* TASKS TO COMPLETE *
A) Check each statement against the passage on chromium and answer yes or no, quoting the exact words of the passage that decide it. (i) The passage says chromium is classified as an essential trace element. (ii) The passage says research supports taking chromium to lose weight or gain muscle. (iii) In the studies of Type II diabetics, participants with adequate nutrition and chromium levels benefited greatly from supplementation.
B) Please extend the passage on chromium with new text that picks up after its last sentence.
== EXCERPT TO READ ==
Like iron and copper, chromium is a metal. Since we only need minute amounts to maintain good health, it’s classified as an “essential trace element”. Even though we need just a wee bit of it, it’s extremely important, as it’s needed to regulate blood sugar, especially in pre-diabetics and diabetics and those taking steroids (who often experience high blood sugar as a side effect). It’s effective to combat depression, polycystic ovary syndrome, and out-of-whack cholesterol levels in those taking beta blockers.
Because of the demonstrated uses and efficacy of chromium, it’s a popular supplement for those trying to lose weight, gain muscle, strip fat, gain better athletic performance, and/or increase energy levels. Unfortunately, the research does not support these uses.
There is no known level of toxicity, so it’s likely safe to take during pregnancy and may be valuable in combating or preventing gestational diabetes, since some research shows that oral supplementation can drop the levels of fasting blood sugar and insulin, as well as help insulin work well in diabetics. Some studies involving Type II diabetics showed that oral supplementation with chromium picolinate lowered levels of fasting blood sugar and insulin and improved the function of insulin – but only for those that were malnourished. Those that had adequate nutrition and chromium levels showed minimal benefit.
Although there hasn’t been a direct link, overuse of chromium does possibly have side effects, most commonly skin irritation, headaches, mood swings, mental confusion, nausea/vomiting, and dizziness. High doses can possibly cause, among other things, blood disorders and damage to the kidneys or liver.
===
== SUPPLIED DATA ==
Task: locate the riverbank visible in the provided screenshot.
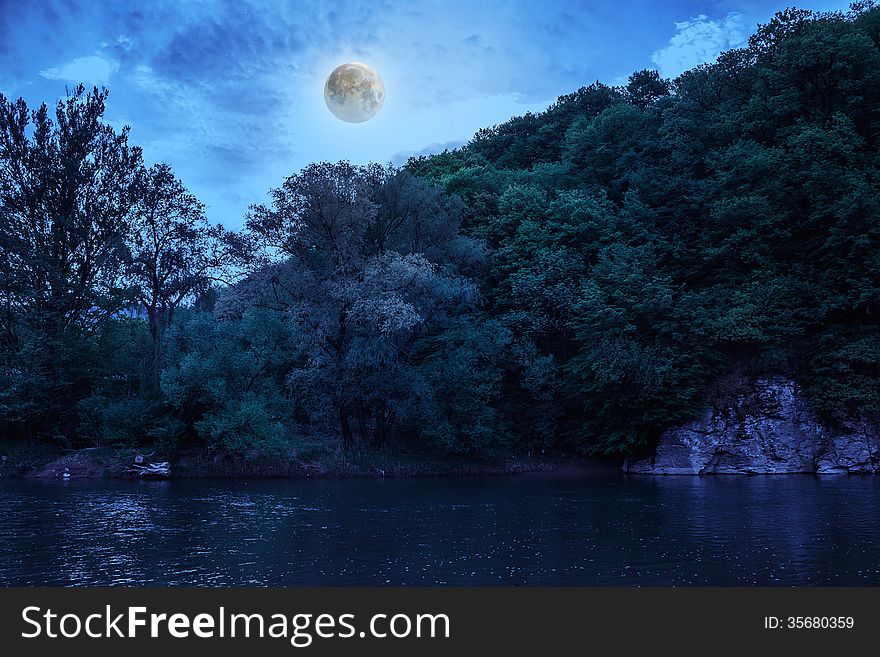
===
* ANSWERS PER TASK *
A)
(i) Yes: "it’s classified as an “essential trace element”"
(ii) No: "Unfortunately, the research does not support these uses."
(iii) No: "Those that had adequate nutrition and chromium levels showed minimal benefit."

B)
Chromium is available through the diet and it’s easy to obtain the amounts needed for daily maintenance. Broccoli is a rich source, since a half cup contains 11mcg. Another good source is grape juice, which has 8mcg per cup. Chromium is also found in whole wheat products, potatoes, herbs such as garlic and basil, orange juice, unpeeled apples (especially Granny Smith), bananas, and green beans.
The big question: “Should I take a chromium supplement?”
The short answer: “probably not”
As always, you should have a chat with your health care provider before jumping into taking chromium supplements. Odds are, you don’t need them and there are some cases where you really can’t take them. If you have kidney or liver problems, are allergic to chromate or leather, or suffer from a condition such as depression or schizophrenia, chromium can make them worse. If you have diabetes, chromium plus insulin can send your blood sugar too low, so make sure your doctor knows you’re taking chromium, as your insulin dose might need to be adjusted. You’ll definitely want to monitor your blood sugar more closely. NSAIDs are another thing to watch out for – they can cause elevated blood levels of chromium and that can increase the risk of side effects. This includes over-the-counter products such as ibuprofen, naproxen, and aspirin, among others. If you’re already taking cascara or horsetail herbal supplements, adding a chromium supplement can easily lead to overdose.
The current recommended doses for pregnant women under 19 is 29mcg per day while for those 19 and over, it’s 30mcg.